**DIRECTION**:
Copy the listing below word for word, leaving out the pictures.

(Listing excerpted from a collection)
* * * * * * *
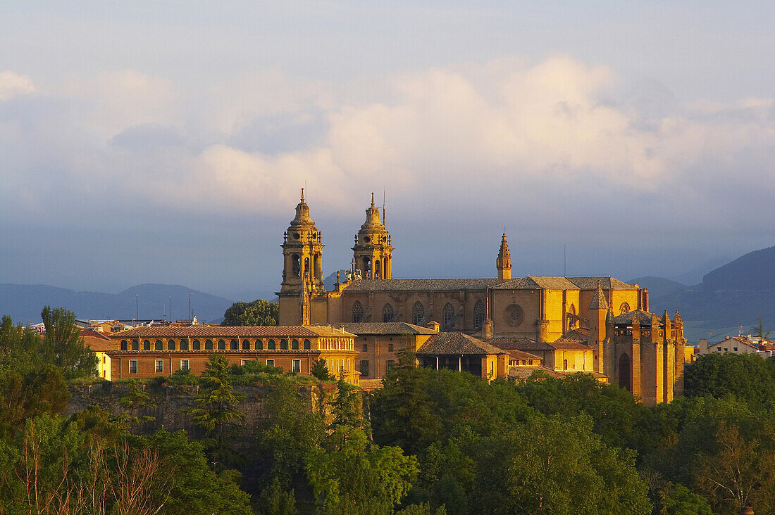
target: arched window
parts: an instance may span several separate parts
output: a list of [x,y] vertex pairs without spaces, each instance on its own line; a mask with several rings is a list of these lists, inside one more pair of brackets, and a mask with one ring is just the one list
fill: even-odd
[[425,308],[422,307],[422,303],[418,300],[412,308],[412,323],[415,325],[422,325],[425,320]]
[[382,321],[393,321],[393,307],[390,304],[385,304],[385,307],[382,308]]
[[443,318],[444,320],[444,328],[445,329],[454,329],[455,328],[455,308],[452,307],[449,302],[444,306],[444,311],[443,312]]
[[481,329],[484,324],[484,303],[481,300],[477,300],[477,304],[474,306],[474,327],[477,329]]
[[356,300],[353,304],[353,321],[355,323],[363,321],[363,304],[360,300]]
[[632,392],[632,385],[630,384],[629,363],[629,356],[626,354],[622,354],[619,357],[619,386]]

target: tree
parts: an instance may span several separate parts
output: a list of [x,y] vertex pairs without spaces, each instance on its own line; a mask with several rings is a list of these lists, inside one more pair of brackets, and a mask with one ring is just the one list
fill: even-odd
[[50,362],[61,367],[65,377],[97,374],[97,355],[84,346],[81,329],[75,325],[75,314],[64,307],[43,307],[40,316],[46,328],[43,350]]
[[236,302],[223,314],[221,325],[277,325],[280,303],[258,299]]
[[329,366],[322,358],[312,362],[312,368],[310,369],[309,373],[321,381],[332,381],[334,379],[333,374],[329,372]]
[[156,420],[156,417],[149,415],[136,416],[139,410],[153,409],[157,405],[151,400],[150,394],[138,386],[137,382],[134,379],[129,381],[129,390],[126,392],[126,395],[119,400],[119,406],[129,410],[128,420],[130,434],[135,434],[136,424],[145,424]]
[[243,396],[234,391],[229,381],[229,361],[222,355],[212,355],[205,366],[200,384],[203,390],[195,399],[198,407],[187,410],[192,415],[195,425],[205,430],[212,440],[213,461],[236,458],[230,436],[236,425],[245,420],[245,414],[237,409]]

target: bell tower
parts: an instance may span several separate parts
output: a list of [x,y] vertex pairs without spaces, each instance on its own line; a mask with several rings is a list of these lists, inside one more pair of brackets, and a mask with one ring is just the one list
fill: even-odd
[[304,200],[296,206],[296,217],[283,235],[283,282],[280,292],[281,325],[308,324],[309,294],[325,291],[323,246],[320,231],[309,218]]
[[374,206],[374,194],[371,194],[371,207],[366,210],[366,221],[355,235],[353,247],[355,270],[363,279],[393,278],[393,247],[390,234],[380,220],[380,210]]

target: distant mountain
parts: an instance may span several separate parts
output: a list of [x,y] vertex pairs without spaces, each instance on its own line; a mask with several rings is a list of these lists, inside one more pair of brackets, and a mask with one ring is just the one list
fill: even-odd
[[683,283],[665,279],[664,277],[654,277],[653,276],[638,277],[627,282],[630,284],[637,284],[642,288],[647,289],[650,297],[662,297],[687,287],[686,284]]
[[[76,291],[44,284],[0,283],[0,315],[16,321],[40,321],[45,305],[64,307],[81,319],[162,320],[188,318],[188,294],[194,314],[200,321],[220,322],[223,313],[233,304],[222,297],[197,291],[184,286],[140,284],[119,294]],[[170,316],[171,297],[172,316]]]

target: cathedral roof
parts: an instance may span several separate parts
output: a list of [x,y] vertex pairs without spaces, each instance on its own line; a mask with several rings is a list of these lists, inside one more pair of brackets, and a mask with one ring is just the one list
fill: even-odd
[[469,336],[462,332],[440,332],[428,338],[417,350],[417,354],[482,355],[484,354],[506,354],[503,350],[489,343]]
[[484,290],[497,279],[360,279],[343,284],[346,291]]
[[353,335],[435,335],[436,331],[406,322],[348,322],[344,330]]

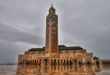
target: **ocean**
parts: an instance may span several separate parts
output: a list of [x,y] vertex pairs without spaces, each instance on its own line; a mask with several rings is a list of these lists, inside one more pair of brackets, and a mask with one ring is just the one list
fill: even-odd
[[[16,68],[17,68],[17,65],[0,65],[0,75],[16,75]],[[41,75],[41,74],[39,74],[39,75]],[[67,75],[69,75],[69,74],[67,74]],[[76,74],[72,74],[72,75],[76,75]],[[79,74],[77,74],[77,75],[79,75]],[[88,74],[86,74],[86,75],[88,75]],[[95,75],[110,75],[110,69],[104,68],[104,70],[102,72],[97,72]]]

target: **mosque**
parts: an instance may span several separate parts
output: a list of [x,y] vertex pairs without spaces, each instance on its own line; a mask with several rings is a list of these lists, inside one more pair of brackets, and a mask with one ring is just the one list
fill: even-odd
[[[61,66],[61,65],[96,65],[101,66],[99,58],[94,57],[92,52],[80,46],[58,45],[58,15],[51,5],[46,17],[45,47],[31,48],[18,56],[20,65]],[[48,67],[48,69],[49,69]],[[50,70],[51,71],[51,70]],[[20,69],[17,69],[20,72]]]

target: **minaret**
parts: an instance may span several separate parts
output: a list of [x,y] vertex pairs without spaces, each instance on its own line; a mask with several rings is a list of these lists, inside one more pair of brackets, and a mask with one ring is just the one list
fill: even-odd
* * * * * * *
**TASK RESULT**:
target: arched window
parts: an instance may span several separate parts
output: a list of [x,y] vertex pairs without spaces, each instance on its own line; a mask with several rings is a list of these lists, inside one more pair of brackets, and a mask with one ring is just the one list
fill: even-odd
[[425,308],[422,307],[422,303],[418,300],[412,308],[412,323],[415,325],[422,325],[425,320]]
[[382,321],[393,321],[393,307],[390,304],[385,304],[385,307],[382,308]]
[[443,318],[444,320],[444,328],[445,329],[454,329],[455,328],[455,308],[452,307],[449,302],[444,306],[444,311],[443,312]]
[[481,329],[484,324],[484,303],[481,300],[477,300],[477,304],[474,306],[474,327],[477,329]]
[[356,300],[353,304],[353,321],[355,323],[363,321],[363,304],[360,300]]
[[632,392],[632,385],[630,384],[629,363],[629,356],[626,354],[622,354],[619,357],[619,386]]

target: tree
parts: an instance may span several separate parts
output: a list of [x,y] vertex pairs without spaces, each instance on its own line; a mask with several rings is a list of these lists, inside one more pair of brackets, and a mask with one ring is just the one list
fill: even-odd
[[50,362],[61,367],[65,377],[97,374],[97,355],[84,346],[81,329],[75,325],[75,314],[64,307],[43,307],[40,316],[46,328],[43,350]]
[[236,302],[223,314],[221,325],[277,325],[280,303],[258,299]]
[[329,366],[322,358],[312,362],[312,368],[310,369],[309,373],[321,381],[332,381],[334,379],[333,374],[329,372]]
[[156,420],[156,417],[149,415],[136,416],[139,410],[153,409],[157,405],[151,400],[150,394],[138,386],[137,382],[134,379],[129,381],[129,390],[126,392],[126,395],[119,400],[119,406],[129,410],[128,420],[130,434],[135,434],[136,424],[145,424]]
[[243,396],[234,391],[229,381],[229,361],[222,355],[212,355],[205,366],[200,384],[203,390],[195,399],[198,407],[187,410],[192,415],[195,425],[205,430],[212,440],[213,461],[236,458],[230,436],[236,425],[245,420],[245,414],[237,409]]

target: bell tower
parts: an instance may span several separate parts
output: a list of [x,y] vertex pairs without spaces, each instance on its own line; a mask with several rings is a list of these lists, inside one more pair of brackets, and a mask with one ring is just the one list
fill: even-odd
[[304,200],[296,206],[296,217],[283,235],[283,282],[280,292],[281,325],[308,324],[309,294],[325,291],[323,246],[320,231],[309,218]]
[[374,206],[374,194],[371,194],[371,207],[366,210],[366,221],[355,235],[353,247],[355,270],[363,279],[393,278],[393,247],[390,234],[380,220],[380,210]]

target: distant mountain
parts: an instance may span several separate parts
output: a list of [x,y] vertex pairs without spaces, each instance on its own line; a mask with several rings is a list of these lists, inside one more pair of brackets, and a mask with one ring is just the one list
fill: even-odd
[[683,283],[665,279],[664,277],[654,277],[653,276],[638,277],[627,282],[630,284],[637,284],[642,288],[647,289],[650,297],[662,297],[687,287],[686,284]]
[[[76,291],[44,284],[0,283],[0,315],[16,321],[40,321],[45,305],[64,307],[81,319],[162,320],[188,318],[188,294],[194,314],[200,321],[220,322],[223,313],[233,304],[222,297],[197,291],[184,286],[140,284],[119,294]],[[170,316],[171,297],[172,316]]]

target: cathedral roof
parts: an instance may span several separate parts
output: a list of [x,y] vertex pairs without spaces, each instance on its own line; a mask with several rings is a list of these lists, inside one more pair of brackets, and a mask with one ring is just the one list
fill: even-odd
[[469,336],[462,332],[440,332],[428,338],[417,350],[417,354],[482,355],[484,354],[506,354],[503,350],[489,343]]
[[484,290],[497,279],[360,279],[343,284],[346,291]]
[[353,335],[435,335],[436,331],[406,322],[348,322],[344,330]]

target: **ocean**
parts: an instance may span several separate parts
output: a list of [x,y] vertex pairs without spaces, each instance on its own line; a mask with several rings is a list of these lists, inside one more pair of brackets, and a mask with one ring is just the one list
fill: even-odd
[[[16,68],[17,68],[17,65],[0,65],[0,75],[16,75]],[[41,75],[41,74],[39,74],[39,75]],[[67,75],[69,75],[69,74],[67,74]],[[76,74],[72,74],[72,75],[76,75]],[[79,74],[77,74],[77,75],[79,75]],[[88,74],[86,74],[86,75],[88,75]],[[95,75],[110,75],[110,69],[104,68],[104,70],[102,72],[97,72]]]

target: **mosque**
parts: an instance may span several separate parts
output: a list of [x,y] vertex pairs without spaces, each instance on its own line; a mask with several rings is a list of these lists, inside one more pair of brackets, and a mask with one ring is just the one list
fill: even-odd
[[[61,66],[61,65],[96,65],[101,66],[99,58],[94,57],[92,52],[80,46],[58,45],[58,15],[51,5],[46,17],[45,47],[31,48],[18,56],[20,65]],[[48,67],[48,69],[49,69]],[[50,70],[51,71],[51,70]],[[20,69],[17,69],[20,72]]]

target: **minaret**
parts: an instance may span several separate parts
output: a list of [x,y] vertex pairs without spaces, each instance on its own line; a mask with several rings is a list of these lists, inside one more pair of brackets, and a mask with one ring is just the one list
fill: even-odd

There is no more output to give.